Begin Data provided

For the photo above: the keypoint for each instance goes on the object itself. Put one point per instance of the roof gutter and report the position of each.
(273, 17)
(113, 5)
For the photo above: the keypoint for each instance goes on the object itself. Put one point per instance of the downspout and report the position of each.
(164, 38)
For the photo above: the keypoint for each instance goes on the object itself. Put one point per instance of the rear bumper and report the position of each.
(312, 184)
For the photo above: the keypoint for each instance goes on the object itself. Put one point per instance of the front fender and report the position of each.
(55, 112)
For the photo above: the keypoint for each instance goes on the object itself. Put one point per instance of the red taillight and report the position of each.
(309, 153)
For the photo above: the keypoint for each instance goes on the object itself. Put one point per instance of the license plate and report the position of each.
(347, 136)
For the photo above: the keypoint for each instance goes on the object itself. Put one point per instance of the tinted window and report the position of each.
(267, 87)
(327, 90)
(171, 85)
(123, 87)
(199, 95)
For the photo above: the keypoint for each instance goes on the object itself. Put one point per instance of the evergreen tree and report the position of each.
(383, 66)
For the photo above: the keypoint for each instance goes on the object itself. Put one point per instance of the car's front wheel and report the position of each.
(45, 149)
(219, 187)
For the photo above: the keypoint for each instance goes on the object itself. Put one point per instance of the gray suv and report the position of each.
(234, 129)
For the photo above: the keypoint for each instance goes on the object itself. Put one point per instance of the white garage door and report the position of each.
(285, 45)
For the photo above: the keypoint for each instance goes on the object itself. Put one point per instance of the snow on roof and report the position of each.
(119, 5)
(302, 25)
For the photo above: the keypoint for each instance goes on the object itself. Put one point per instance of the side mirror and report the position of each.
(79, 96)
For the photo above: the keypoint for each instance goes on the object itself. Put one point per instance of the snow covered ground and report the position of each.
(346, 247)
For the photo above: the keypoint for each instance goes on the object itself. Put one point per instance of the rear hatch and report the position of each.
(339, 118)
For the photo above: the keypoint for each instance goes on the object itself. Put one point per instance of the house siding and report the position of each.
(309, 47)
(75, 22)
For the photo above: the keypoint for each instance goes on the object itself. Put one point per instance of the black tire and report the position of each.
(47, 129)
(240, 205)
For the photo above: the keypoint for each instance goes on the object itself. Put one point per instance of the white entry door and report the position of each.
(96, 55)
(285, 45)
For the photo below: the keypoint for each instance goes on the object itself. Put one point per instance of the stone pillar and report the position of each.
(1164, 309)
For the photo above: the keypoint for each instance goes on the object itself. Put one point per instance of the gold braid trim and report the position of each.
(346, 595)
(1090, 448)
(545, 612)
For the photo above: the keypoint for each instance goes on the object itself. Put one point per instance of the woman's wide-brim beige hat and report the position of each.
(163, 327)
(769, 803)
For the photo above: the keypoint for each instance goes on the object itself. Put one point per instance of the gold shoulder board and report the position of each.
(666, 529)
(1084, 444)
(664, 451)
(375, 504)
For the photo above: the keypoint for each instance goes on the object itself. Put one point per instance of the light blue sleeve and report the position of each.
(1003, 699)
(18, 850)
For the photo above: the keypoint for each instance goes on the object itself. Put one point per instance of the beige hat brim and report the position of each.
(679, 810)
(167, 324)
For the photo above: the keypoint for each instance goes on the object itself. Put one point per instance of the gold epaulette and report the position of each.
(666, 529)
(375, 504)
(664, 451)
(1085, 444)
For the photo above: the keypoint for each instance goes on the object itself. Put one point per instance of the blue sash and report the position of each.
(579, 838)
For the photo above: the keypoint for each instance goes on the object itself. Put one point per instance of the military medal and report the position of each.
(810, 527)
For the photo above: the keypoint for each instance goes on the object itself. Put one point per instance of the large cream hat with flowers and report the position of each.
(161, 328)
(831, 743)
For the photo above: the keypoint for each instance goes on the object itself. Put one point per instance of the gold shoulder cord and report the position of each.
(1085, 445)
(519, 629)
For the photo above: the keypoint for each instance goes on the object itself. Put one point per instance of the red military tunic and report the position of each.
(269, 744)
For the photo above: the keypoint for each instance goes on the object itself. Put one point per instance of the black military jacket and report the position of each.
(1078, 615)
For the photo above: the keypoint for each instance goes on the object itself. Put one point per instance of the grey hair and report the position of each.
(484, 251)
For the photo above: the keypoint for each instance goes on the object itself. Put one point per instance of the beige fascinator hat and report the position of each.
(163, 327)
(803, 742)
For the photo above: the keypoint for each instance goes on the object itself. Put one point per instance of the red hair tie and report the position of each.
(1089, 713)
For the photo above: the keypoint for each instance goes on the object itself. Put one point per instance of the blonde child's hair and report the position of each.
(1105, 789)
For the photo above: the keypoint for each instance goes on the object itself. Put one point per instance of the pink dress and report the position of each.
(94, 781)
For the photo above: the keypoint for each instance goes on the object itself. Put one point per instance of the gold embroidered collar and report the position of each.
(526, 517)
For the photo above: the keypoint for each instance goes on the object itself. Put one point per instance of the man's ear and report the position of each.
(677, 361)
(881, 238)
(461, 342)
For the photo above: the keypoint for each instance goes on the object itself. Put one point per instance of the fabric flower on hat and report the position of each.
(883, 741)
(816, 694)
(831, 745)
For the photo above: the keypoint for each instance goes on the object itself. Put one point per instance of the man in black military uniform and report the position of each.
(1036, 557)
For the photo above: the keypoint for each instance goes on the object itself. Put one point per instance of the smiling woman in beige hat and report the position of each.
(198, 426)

End Data provided

Extract each line of the material exactly as it stands.

For the photo above: the keypoint for each instance goes on the object itself. Put one point per instance of the roof gutter and report the position of each.
(273, 17)
(113, 5)
For the photo above: the keypoint for each instance goes on the object itself. Put one point per instance of the downspout and report the position of each.
(164, 38)
For the photo above: the keypoint for each instance goes on the object itself. Put one point per instance of the rear bumper and report the position of each.
(312, 184)
For the photo above: the keypoint for each instance goes on the object itself. Put one point per instance of the front fender and report the position of each.
(55, 112)
For the photo above: the keypoint for each instance goes on the object itself. Put one point per instance of the red taillight and report the position of each.
(309, 153)
For the photo above: the keypoint for each instance goes on the object itself. Put one point per instance of the license plate and report the position of each.
(347, 136)
For the photo above: the keypoint for each instance goes on the object itself. Put one point per instance of the tinted window and report the position of each.
(267, 87)
(327, 90)
(171, 85)
(123, 87)
(199, 95)
For the photo above: the keypoint for each instance goes on the object itself. Put one point per instance of the evergreen tree and report the position of each.
(383, 66)
For the photo above: the keypoint for each instance goes on the object itself. Put one point per instance of the car's front wheel and report the position of each.
(45, 149)
(219, 187)
For the photo above: the keypoint for each instance goes on the object itself. Put one point per instance of the gray suv and report the position of each.
(234, 129)
For the photo above: the keypoint for each instance goes on the object itself. Put one point per instance of the white garage door and report the position of each.
(285, 45)
For the photo above: the keypoint for each instance goes on the object itself. Put one point per instance of the snow on roof and report the position of each.
(119, 5)
(302, 25)
For the photo above: the keypoint for each instance goes on the object itself. Put one point per instance of the side mirror and report the position of each.
(79, 96)
For the photo above: the keypoint for each instance goes on the object itself. Put one point per instance of the snow covered ground and report the position of each.
(346, 247)
For the photo above: the keypoint for each instance goes on the object itself. Put one point per instance of the rear hatch and report the position of each.
(339, 118)
For the photo above: the keypoint for each instance goes on the object itself. Put one point per instance of the house siding and report the position of each.
(309, 47)
(75, 22)
For the photo above: the keypoint for each instance goes on the object itself. Put one point per instance of the black tire and report the position of each.
(47, 129)
(240, 205)
For the photo above: the keypoint for each instance goes on the object itself. Put one point per instance of the white entry door and report the position of each.
(96, 55)
(285, 45)
For the photo below: the keypoint for each instance goes on the object itself. Put one point per instance of the stone pillar and report the position of each.
(1164, 309)
For the photo above: the keypoint for each instance goes on the object itself. Put one point per instance of the gold braid trim and report the position of each.
(346, 595)
(1090, 448)
(545, 612)
For the photo above: the keypoint for each instance goes on the object itself. Put one point per instance of the woman's wide-brim beige hat and report the position of each.
(163, 327)
(769, 803)
For the photo above: the keypoint for each instance goes on the object itself. Put one point per instance of the gold shoulder board and report the position of each.
(666, 529)
(1084, 444)
(664, 451)
(375, 504)
For the photo above: the keypoint for each instance goes on the object itself. Put one point per instance of the light blue sleeve and report the position of each.
(1003, 699)
(18, 850)
For the photo above: the keypoint for each instance goes on the object itself. Put one point per instance of the beige hat brim and report the position of each.
(679, 810)
(167, 324)
For the photo above: the keypoint for each instance goes on the object itself. Put one point per instance of the gold epaulette and report the position of each.
(666, 529)
(375, 504)
(664, 451)
(1085, 444)
For the photo above: the keypoint for each instance goes on the object itself. Put one point per instance of the blue sash and report the position of each.
(579, 838)
For the photo above: the keypoint for each instance goes on the object itself. Put one point per instance of the military medal and report the position of each.
(810, 527)
For the photo above: the keypoint for each instance goes on the object itself. Put one point per instance of the large cream hat with flowers and report the position of each.
(161, 328)
(831, 743)
For the photo above: the keypoint for each instance goes on the object itself. Put one point per instance of the gold shoulder cord and report the position of each.
(1085, 445)
(519, 629)
For the photo above: the keypoint for each instance goes on the object itself. Put one point per instance of the red military tunic and report the position of each.
(269, 744)
For the photo above: the keypoint for each instance goes on the object itself. Put one point per instance of the black military jacket and report the position of each.
(1078, 615)
For the photo above: the keypoint for each instance goes on the object itself. Put one point per instance of the grey hair and report the position of each.
(484, 251)
For the photo above: the keypoint for each instance goes on the object itself. Put one point per instance of the beige fascinator hat and report the position of each.
(163, 327)
(803, 742)
For the photo above: the keypoint for each instance goes on the object itself. Put one point per instance of the red hair tie and report the position of each.
(1089, 713)
For the photo above: the keypoint for each instance goes on the object itself. Put one point per instance of the blonde child's hair and report the position of each.
(1105, 789)
For the photo above: the keypoint for each instance goes on the object itself. Put one point per instance of the pink dress and report the position of each.
(94, 781)
For the photo above: the keypoint for each instance goes on the object itself. Put one point per instance of the gold embroidered collar and report the position of each.
(526, 517)
For the photo above: the keypoint for each instance goes on the object itself. Put one point per instance of the man's ear and report the position of each.
(677, 361)
(881, 238)
(461, 342)
For the photo above: the keypoint for each instance goes on the object itself. Put one point per instance of the fabric flower on hat and report the position of each.
(883, 741)
(816, 694)
(831, 745)
For the photo above: the keypoint for each instance goes on the object itself. Put one point per instance of the man in black military uniform and report the position of each.
(1036, 557)
For the photo above: the keypoint for each instance goes on the object itself. Put one point per instance of the smiling woman in beige hat and report the position of each.
(198, 426)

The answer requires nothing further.